▸ **WHAT THE TASK REQUIRES**
Print out each record, keeping it identical to the original.

[Recorded data]
● ● ●

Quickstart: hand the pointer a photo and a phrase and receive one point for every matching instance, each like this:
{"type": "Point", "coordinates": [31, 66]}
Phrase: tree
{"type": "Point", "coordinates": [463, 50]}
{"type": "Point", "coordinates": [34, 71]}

● ● ●

▸ **TASK RESPONSE**
Quickstart: hand the pointer a photo and a phrase and receive one point for every matching instance, each like this:
{"type": "Point", "coordinates": [31, 66]}
Phrase: tree
{"type": "Point", "coordinates": [463, 50]}
{"type": "Point", "coordinates": [34, 71]}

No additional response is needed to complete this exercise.